* **ACTIVITIES**
a. Decide whether each statement below agrees with the text on people-pleasing phrases. Answer yes or no for each, and quote the deciding words of the text. (i) People-pleasing tends to improve relationships. (ii) The text lists 10 phrases to stop using. (iii) Having a preference makes a person selfish.
b. Reproduce the part of the text on people-pleasing phrases between "Part of living" and "take first place.", inclusive.

* **STUDY TEXT**
____________
It can feel like a difficult balance to strike. We all want to be liked, it’s a natural instinct. But nobody wants people to walk all over them.
When we start to feel a desperate need for validation from others, people-pleasing can sneak in.
That might involve pretending to agree with someone when you don’t or saying yes all the time because you don’t want to disappoint.
It’s not healthy, and rather than improve our relationships it can end up damaging them.
That’s why if you want to respect yourself, you need to stop using the following 10 people-pleasing phrases.
1) “I don’t mind”
People pleasers often sacrifice their own needs for the sake of others. But if someone asks for your preference, don’t be afraid to give it.
It does not make you selfish or demanding to have one. We all have wants.
Part of living together in societies and forming relationships undoubtedly involves navigating our sometimes conflicting desires. But you are entitled to yours just as much as anybody else.
If you always allow others to choose, chances are you never let your own needs take first place.
2) “It’s no trouble at all”
As with a lot of our phrases, the problem isn’t the words themselves. It’s that they’re not actually true, yet you are afraid to admit it.
It’s good to give.
Whether it’s time, money, or skills we are offering, being generous with others can make us feel good.
____________
* **INFORMATION PROVIDED**
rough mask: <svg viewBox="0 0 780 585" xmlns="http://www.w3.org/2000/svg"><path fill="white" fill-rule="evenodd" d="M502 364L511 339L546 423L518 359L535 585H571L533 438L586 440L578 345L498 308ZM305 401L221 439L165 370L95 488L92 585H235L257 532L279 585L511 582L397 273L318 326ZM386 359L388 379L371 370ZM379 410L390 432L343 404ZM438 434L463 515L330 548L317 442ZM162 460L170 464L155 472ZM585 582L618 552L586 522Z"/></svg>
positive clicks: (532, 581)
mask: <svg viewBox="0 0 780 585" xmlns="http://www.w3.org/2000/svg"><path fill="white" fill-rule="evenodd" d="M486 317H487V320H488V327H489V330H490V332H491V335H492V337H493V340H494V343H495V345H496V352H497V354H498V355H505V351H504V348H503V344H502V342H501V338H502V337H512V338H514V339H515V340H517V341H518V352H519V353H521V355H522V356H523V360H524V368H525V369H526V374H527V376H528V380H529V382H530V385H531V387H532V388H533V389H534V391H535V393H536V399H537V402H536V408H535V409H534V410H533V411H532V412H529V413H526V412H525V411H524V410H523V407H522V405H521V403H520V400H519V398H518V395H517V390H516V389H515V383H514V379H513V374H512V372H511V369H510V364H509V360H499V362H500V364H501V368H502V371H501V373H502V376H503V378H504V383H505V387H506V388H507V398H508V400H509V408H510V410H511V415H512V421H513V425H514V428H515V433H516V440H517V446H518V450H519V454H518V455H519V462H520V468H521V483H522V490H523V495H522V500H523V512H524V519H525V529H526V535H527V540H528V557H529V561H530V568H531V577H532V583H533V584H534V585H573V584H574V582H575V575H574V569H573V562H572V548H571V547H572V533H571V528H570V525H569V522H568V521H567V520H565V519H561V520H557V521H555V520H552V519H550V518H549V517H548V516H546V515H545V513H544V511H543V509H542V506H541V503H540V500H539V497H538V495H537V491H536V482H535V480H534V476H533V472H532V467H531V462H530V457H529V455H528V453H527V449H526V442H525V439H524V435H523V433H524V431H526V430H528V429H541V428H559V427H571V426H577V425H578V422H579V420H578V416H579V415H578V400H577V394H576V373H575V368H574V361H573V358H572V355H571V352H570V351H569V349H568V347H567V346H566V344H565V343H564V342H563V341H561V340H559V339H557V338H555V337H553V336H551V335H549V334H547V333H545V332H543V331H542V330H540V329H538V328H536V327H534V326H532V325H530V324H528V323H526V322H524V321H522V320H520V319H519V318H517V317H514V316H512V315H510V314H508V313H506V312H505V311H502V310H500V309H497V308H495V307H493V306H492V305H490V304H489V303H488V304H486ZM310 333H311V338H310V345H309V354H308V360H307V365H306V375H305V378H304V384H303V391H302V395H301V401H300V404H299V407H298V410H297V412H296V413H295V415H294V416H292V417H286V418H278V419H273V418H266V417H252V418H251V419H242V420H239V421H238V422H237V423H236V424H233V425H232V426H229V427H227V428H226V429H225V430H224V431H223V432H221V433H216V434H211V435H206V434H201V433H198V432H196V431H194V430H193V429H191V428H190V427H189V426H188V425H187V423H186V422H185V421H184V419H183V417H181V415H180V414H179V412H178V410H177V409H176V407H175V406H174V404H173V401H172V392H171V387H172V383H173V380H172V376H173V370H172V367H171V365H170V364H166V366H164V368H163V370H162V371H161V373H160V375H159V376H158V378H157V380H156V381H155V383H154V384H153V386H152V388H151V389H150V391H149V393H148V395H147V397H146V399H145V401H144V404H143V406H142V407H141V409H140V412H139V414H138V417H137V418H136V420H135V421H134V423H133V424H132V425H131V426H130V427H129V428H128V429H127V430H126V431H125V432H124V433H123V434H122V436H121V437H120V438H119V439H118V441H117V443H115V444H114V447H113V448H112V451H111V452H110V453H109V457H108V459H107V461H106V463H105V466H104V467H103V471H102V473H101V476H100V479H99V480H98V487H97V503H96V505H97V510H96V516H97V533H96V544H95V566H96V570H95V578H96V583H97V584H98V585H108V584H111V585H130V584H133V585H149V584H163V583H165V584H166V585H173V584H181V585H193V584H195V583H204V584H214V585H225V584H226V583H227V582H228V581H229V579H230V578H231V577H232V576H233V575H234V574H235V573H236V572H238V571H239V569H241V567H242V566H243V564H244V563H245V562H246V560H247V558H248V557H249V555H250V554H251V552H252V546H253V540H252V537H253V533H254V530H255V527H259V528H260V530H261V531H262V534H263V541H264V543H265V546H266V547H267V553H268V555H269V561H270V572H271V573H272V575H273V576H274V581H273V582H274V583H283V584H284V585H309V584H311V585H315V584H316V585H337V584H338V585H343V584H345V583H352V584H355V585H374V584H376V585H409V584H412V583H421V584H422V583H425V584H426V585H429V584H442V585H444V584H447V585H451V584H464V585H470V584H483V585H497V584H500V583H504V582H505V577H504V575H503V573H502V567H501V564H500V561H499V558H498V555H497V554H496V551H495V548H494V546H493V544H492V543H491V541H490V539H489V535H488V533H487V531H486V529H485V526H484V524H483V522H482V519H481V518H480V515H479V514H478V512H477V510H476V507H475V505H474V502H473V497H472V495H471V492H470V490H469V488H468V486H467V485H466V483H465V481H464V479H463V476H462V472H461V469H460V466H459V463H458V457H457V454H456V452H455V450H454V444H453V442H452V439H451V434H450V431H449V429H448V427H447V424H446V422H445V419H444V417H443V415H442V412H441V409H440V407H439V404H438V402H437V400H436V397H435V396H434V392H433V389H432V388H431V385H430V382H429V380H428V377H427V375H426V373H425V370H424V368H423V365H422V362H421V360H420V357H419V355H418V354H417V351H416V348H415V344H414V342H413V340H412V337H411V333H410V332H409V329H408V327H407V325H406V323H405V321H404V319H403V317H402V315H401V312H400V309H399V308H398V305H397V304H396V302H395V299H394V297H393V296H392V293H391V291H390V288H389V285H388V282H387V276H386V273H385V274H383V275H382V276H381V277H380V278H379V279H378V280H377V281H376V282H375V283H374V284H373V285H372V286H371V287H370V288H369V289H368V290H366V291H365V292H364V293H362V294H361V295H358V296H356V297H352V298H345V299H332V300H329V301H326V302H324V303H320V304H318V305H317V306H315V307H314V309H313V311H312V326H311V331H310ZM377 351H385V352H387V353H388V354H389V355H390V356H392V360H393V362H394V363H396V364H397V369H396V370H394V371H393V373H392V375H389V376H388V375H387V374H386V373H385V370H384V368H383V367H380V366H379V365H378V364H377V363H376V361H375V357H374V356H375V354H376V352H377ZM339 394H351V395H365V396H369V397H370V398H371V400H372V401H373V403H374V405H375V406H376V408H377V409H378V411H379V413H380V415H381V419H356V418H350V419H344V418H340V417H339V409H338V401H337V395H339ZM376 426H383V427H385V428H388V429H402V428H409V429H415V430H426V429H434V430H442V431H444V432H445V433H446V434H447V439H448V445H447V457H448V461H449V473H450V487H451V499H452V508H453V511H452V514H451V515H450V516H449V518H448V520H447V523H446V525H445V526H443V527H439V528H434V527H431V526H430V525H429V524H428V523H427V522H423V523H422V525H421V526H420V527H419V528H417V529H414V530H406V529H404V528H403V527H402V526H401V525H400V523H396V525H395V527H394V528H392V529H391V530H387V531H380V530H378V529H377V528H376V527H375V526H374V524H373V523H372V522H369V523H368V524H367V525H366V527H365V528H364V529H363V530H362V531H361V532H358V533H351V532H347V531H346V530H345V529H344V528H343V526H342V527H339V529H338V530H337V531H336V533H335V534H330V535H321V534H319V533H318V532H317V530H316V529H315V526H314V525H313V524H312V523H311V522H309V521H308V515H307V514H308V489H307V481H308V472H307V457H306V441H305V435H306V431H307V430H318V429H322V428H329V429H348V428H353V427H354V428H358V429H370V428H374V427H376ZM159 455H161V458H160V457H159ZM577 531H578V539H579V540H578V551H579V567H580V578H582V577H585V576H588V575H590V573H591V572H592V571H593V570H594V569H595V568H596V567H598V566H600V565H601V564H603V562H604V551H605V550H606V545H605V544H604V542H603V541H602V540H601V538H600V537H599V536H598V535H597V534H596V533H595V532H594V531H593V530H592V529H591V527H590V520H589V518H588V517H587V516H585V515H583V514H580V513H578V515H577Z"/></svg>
____________
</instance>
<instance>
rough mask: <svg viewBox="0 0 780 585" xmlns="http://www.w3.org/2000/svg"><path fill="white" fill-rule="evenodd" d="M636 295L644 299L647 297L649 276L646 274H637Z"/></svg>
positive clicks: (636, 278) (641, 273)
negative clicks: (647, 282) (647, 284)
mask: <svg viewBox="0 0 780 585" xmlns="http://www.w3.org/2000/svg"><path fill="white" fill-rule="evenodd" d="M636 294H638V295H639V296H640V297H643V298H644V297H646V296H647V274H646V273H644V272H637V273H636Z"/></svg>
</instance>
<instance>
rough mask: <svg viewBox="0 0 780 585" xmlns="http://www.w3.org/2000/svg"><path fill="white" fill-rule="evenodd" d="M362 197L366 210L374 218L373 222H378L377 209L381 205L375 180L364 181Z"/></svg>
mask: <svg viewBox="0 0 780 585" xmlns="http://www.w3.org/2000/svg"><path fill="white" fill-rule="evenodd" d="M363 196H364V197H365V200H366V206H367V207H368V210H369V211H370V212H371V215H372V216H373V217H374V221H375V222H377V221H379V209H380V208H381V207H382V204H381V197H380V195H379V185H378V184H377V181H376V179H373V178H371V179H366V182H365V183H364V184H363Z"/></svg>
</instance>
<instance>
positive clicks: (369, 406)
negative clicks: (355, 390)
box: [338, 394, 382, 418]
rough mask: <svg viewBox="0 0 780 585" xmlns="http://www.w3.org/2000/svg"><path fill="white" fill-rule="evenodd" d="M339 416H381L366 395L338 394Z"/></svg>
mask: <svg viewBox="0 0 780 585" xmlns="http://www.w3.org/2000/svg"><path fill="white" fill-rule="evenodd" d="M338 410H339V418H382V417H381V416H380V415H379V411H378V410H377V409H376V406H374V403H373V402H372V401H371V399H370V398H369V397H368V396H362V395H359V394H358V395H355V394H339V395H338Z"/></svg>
____________
* **SET OF ANSWERS**
a.
(i) No: "It’s not healthy, and rather than improve our relationships it can end up damaging them."
(ii) Yes: "you need to stop using the following 10 people-pleasing phrases."
(iii) No: "It does not make you selfish or demanding to have one."

b.
Part of living together in societies and forming relationships undoubtedly involves navigating our sometimes conflicting desires. But you are entitled to yours just as much as anybody else.
If you always allow others to choose, chances are you never let your own needs take first place.